■ INPUT:

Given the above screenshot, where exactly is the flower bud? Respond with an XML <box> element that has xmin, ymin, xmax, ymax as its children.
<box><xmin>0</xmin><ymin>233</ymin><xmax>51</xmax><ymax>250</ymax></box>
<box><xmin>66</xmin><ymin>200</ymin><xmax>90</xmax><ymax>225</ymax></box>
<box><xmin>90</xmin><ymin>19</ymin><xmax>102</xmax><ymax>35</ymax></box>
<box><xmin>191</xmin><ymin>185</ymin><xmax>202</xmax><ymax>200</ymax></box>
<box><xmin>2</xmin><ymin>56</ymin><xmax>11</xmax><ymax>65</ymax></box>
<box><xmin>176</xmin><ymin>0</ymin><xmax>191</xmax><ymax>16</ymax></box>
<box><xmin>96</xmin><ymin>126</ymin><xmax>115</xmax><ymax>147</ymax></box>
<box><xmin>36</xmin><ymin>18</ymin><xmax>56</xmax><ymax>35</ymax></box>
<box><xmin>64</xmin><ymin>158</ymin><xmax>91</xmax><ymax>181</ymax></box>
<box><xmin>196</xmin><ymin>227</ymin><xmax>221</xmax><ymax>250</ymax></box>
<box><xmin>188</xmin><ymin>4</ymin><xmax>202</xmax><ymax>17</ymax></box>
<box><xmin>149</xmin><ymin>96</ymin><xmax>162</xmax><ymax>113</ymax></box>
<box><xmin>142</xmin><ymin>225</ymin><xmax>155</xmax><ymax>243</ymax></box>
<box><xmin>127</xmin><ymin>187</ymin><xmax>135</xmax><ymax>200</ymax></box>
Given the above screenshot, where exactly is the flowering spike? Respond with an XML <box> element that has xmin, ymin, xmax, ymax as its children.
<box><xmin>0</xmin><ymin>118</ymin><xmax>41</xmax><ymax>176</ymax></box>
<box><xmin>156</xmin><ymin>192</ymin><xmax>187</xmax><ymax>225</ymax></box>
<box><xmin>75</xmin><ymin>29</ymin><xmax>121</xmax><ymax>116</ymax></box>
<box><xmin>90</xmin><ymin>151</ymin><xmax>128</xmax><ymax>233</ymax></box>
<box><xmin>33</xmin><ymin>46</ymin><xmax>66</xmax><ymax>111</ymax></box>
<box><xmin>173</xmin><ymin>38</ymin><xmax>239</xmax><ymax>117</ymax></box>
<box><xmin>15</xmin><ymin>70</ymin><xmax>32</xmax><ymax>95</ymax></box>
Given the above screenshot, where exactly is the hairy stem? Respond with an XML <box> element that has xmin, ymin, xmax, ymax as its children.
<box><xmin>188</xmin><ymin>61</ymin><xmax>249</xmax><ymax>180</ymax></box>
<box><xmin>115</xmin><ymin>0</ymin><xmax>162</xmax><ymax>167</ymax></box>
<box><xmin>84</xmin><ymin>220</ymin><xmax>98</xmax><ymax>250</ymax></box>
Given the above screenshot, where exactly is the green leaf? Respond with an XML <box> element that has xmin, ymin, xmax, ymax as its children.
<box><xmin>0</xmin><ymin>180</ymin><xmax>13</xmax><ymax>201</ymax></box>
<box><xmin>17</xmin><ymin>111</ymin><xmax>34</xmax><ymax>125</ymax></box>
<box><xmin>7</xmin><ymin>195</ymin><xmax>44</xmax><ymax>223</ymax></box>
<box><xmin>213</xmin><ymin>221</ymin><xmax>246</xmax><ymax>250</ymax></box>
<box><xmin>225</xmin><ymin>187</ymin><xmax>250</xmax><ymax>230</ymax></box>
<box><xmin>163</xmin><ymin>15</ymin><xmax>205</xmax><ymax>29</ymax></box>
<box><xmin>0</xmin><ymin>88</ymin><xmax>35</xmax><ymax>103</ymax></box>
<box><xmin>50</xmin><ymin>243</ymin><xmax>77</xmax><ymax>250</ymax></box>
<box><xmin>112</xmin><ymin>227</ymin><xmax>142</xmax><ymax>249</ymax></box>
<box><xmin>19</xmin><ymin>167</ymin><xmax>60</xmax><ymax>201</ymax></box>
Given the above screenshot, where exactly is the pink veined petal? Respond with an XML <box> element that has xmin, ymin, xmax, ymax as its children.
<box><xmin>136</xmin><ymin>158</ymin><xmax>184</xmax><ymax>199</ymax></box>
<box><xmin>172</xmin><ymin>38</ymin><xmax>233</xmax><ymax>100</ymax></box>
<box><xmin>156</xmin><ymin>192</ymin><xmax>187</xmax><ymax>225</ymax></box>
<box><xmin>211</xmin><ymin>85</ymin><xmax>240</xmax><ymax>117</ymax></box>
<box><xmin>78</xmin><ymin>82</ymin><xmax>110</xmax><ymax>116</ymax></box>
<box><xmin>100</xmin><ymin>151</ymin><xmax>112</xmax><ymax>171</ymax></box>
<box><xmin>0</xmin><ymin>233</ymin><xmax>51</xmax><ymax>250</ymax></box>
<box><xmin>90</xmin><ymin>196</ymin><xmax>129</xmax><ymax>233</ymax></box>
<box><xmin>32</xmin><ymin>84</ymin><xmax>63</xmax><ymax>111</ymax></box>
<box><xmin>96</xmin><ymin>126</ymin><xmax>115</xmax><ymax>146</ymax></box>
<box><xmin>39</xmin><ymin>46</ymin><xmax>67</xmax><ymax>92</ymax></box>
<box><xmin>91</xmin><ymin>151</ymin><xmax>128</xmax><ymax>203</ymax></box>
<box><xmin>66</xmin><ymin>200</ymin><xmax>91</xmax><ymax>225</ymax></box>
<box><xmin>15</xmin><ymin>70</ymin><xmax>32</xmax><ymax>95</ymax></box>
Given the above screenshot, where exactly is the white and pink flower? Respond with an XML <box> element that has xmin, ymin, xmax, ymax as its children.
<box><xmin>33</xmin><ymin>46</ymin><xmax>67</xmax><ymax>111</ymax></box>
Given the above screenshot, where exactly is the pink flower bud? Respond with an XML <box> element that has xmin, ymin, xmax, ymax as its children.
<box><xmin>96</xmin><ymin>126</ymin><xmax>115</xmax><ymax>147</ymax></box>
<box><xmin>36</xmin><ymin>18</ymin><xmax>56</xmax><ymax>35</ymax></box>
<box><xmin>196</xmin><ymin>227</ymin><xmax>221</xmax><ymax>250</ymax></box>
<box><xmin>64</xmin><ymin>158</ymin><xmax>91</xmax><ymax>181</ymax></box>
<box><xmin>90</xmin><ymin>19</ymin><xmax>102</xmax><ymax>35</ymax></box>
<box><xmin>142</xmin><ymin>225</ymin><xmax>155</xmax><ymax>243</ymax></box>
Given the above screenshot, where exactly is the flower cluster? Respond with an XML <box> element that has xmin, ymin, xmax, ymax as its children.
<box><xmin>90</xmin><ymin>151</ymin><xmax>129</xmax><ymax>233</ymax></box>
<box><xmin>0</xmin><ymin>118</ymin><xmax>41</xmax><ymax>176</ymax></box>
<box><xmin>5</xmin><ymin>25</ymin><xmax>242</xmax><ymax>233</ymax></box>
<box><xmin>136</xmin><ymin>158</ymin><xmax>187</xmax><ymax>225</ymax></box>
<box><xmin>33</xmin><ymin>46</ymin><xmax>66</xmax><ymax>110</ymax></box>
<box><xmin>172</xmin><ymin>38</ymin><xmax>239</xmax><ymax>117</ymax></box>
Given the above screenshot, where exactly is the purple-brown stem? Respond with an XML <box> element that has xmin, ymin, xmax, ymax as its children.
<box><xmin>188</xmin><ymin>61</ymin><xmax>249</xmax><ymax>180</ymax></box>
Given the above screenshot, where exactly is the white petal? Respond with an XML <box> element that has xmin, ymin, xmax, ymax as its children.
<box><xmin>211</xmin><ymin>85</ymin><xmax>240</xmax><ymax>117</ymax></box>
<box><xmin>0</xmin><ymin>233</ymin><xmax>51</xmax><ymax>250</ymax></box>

■ TASK STATEMENT:
Each record must be repeated exactly as it is.

■ IN RESPONSE:
Given the above screenshot, where exactly is the flower bud? Respond with an XML <box> element that has xmin, ymin, xmax, ymax as its children.
<box><xmin>0</xmin><ymin>233</ymin><xmax>51</xmax><ymax>250</ymax></box>
<box><xmin>66</xmin><ymin>200</ymin><xmax>90</xmax><ymax>225</ymax></box>
<box><xmin>90</xmin><ymin>19</ymin><xmax>102</xmax><ymax>35</ymax></box>
<box><xmin>191</xmin><ymin>185</ymin><xmax>202</xmax><ymax>200</ymax></box>
<box><xmin>2</xmin><ymin>56</ymin><xmax>11</xmax><ymax>65</ymax></box>
<box><xmin>176</xmin><ymin>0</ymin><xmax>191</xmax><ymax>16</ymax></box>
<box><xmin>96</xmin><ymin>126</ymin><xmax>115</xmax><ymax>147</ymax></box>
<box><xmin>36</xmin><ymin>18</ymin><xmax>56</xmax><ymax>35</ymax></box>
<box><xmin>64</xmin><ymin>158</ymin><xmax>91</xmax><ymax>181</ymax></box>
<box><xmin>196</xmin><ymin>227</ymin><xmax>221</xmax><ymax>250</ymax></box>
<box><xmin>188</xmin><ymin>4</ymin><xmax>202</xmax><ymax>17</ymax></box>
<box><xmin>149</xmin><ymin>96</ymin><xmax>162</xmax><ymax>113</ymax></box>
<box><xmin>142</xmin><ymin>225</ymin><xmax>155</xmax><ymax>243</ymax></box>
<box><xmin>127</xmin><ymin>187</ymin><xmax>135</xmax><ymax>200</ymax></box>
Given the above screenshot, where exactly is the flowering spike? Respond with an XML <box> element that has xmin, ymin, xmax, ymax as its children.
<box><xmin>0</xmin><ymin>118</ymin><xmax>41</xmax><ymax>176</ymax></box>
<box><xmin>156</xmin><ymin>192</ymin><xmax>187</xmax><ymax>225</ymax></box>
<box><xmin>75</xmin><ymin>29</ymin><xmax>121</xmax><ymax>116</ymax></box>
<box><xmin>90</xmin><ymin>151</ymin><xmax>128</xmax><ymax>233</ymax></box>
<box><xmin>33</xmin><ymin>46</ymin><xmax>66</xmax><ymax>111</ymax></box>
<box><xmin>173</xmin><ymin>38</ymin><xmax>239</xmax><ymax>117</ymax></box>
<box><xmin>15</xmin><ymin>70</ymin><xmax>32</xmax><ymax>95</ymax></box>
Given the above screenshot, where exactly is the hairy stem? Respond with an XML <box> element that has xmin, ymin, xmax, ymax as its children.
<box><xmin>188</xmin><ymin>61</ymin><xmax>249</xmax><ymax>180</ymax></box>
<box><xmin>115</xmin><ymin>0</ymin><xmax>162</xmax><ymax>167</ymax></box>
<box><xmin>84</xmin><ymin>220</ymin><xmax>98</xmax><ymax>250</ymax></box>
Given the above screenshot, where exactly is the green leaf? Respond with an XML <box> element that has xmin, ymin, xmax, ymax as its children.
<box><xmin>0</xmin><ymin>180</ymin><xmax>13</xmax><ymax>201</ymax></box>
<box><xmin>17</xmin><ymin>111</ymin><xmax>34</xmax><ymax>125</ymax></box>
<box><xmin>7</xmin><ymin>195</ymin><xmax>44</xmax><ymax>223</ymax></box>
<box><xmin>213</xmin><ymin>221</ymin><xmax>246</xmax><ymax>250</ymax></box>
<box><xmin>225</xmin><ymin>187</ymin><xmax>250</xmax><ymax>230</ymax></box>
<box><xmin>163</xmin><ymin>15</ymin><xmax>205</xmax><ymax>29</ymax></box>
<box><xmin>0</xmin><ymin>88</ymin><xmax>35</xmax><ymax>103</ymax></box>
<box><xmin>50</xmin><ymin>243</ymin><xmax>77</xmax><ymax>250</ymax></box>
<box><xmin>112</xmin><ymin>227</ymin><xmax>142</xmax><ymax>249</ymax></box>
<box><xmin>19</xmin><ymin>167</ymin><xmax>60</xmax><ymax>201</ymax></box>
Given the above screenshot, where exactly is the pink veined petal? Respond with an XML <box> element that has xmin, ymin, xmax, ymax as its children.
<box><xmin>136</xmin><ymin>158</ymin><xmax>184</xmax><ymax>199</ymax></box>
<box><xmin>172</xmin><ymin>38</ymin><xmax>233</xmax><ymax>100</ymax></box>
<box><xmin>156</xmin><ymin>192</ymin><xmax>187</xmax><ymax>225</ymax></box>
<box><xmin>211</xmin><ymin>85</ymin><xmax>240</xmax><ymax>117</ymax></box>
<box><xmin>78</xmin><ymin>82</ymin><xmax>110</xmax><ymax>116</ymax></box>
<box><xmin>100</xmin><ymin>151</ymin><xmax>112</xmax><ymax>171</ymax></box>
<box><xmin>0</xmin><ymin>233</ymin><xmax>51</xmax><ymax>250</ymax></box>
<box><xmin>90</xmin><ymin>196</ymin><xmax>129</xmax><ymax>233</ymax></box>
<box><xmin>32</xmin><ymin>84</ymin><xmax>63</xmax><ymax>111</ymax></box>
<box><xmin>96</xmin><ymin>126</ymin><xmax>115</xmax><ymax>146</ymax></box>
<box><xmin>39</xmin><ymin>46</ymin><xmax>67</xmax><ymax>92</ymax></box>
<box><xmin>91</xmin><ymin>151</ymin><xmax>128</xmax><ymax>203</ymax></box>
<box><xmin>66</xmin><ymin>200</ymin><xmax>91</xmax><ymax>225</ymax></box>
<box><xmin>15</xmin><ymin>70</ymin><xmax>32</xmax><ymax>95</ymax></box>
Given the above screenshot, where exactly is the white and pink flower? Respond with an XML <box> element that has xmin, ymin, xmax, ymax as its children.
<box><xmin>33</xmin><ymin>46</ymin><xmax>67</xmax><ymax>111</ymax></box>
Given the above screenshot, where exactly is the pink flower bud? Respond with an XML <box> element that has xmin, ymin, xmax, ymax as its children.
<box><xmin>96</xmin><ymin>126</ymin><xmax>115</xmax><ymax>147</ymax></box>
<box><xmin>36</xmin><ymin>18</ymin><xmax>56</xmax><ymax>35</ymax></box>
<box><xmin>196</xmin><ymin>227</ymin><xmax>221</xmax><ymax>250</ymax></box>
<box><xmin>64</xmin><ymin>158</ymin><xmax>91</xmax><ymax>181</ymax></box>
<box><xmin>90</xmin><ymin>19</ymin><xmax>102</xmax><ymax>35</ymax></box>
<box><xmin>142</xmin><ymin>225</ymin><xmax>155</xmax><ymax>243</ymax></box>
Given the above screenshot, where exactly is the flower cluster? Respond with an XML <box> element that has xmin, ymin, xmax, ymax as its children.
<box><xmin>90</xmin><ymin>151</ymin><xmax>129</xmax><ymax>233</ymax></box>
<box><xmin>0</xmin><ymin>118</ymin><xmax>41</xmax><ymax>176</ymax></box>
<box><xmin>5</xmin><ymin>25</ymin><xmax>242</xmax><ymax>233</ymax></box>
<box><xmin>136</xmin><ymin>158</ymin><xmax>187</xmax><ymax>225</ymax></box>
<box><xmin>33</xmin><ymin>46</ymin><xmax>66</xmax><ymax>110</ymax></box>
<box><xmin>172</xmin><ymin>38</ymin><xmax>239</xmax><ymax>117</ymax></box>
Given the above screenshot, where exactly is the purple-brown stem? Respond with an XML <box> element that has xmin, ymin, xmax, ymax as its children.
<box><xmin>188</xmin><ymin>61</ymin><xmax>249</xmax><ymax>180</ymax></box>
Given the above screenshot, where exactly is the white petal? Respond with an XML <box> element that has xmin, ymin, xmax, ymax as its children.
<box><xmin>211</xmin><ymin>85</ymin><xmax>240</xmax><ymax>117</ymax></box>
<box><xmin>0</xmin><ymin>233</ymin><xmax>51</xmax><ymax>250</ymax></box>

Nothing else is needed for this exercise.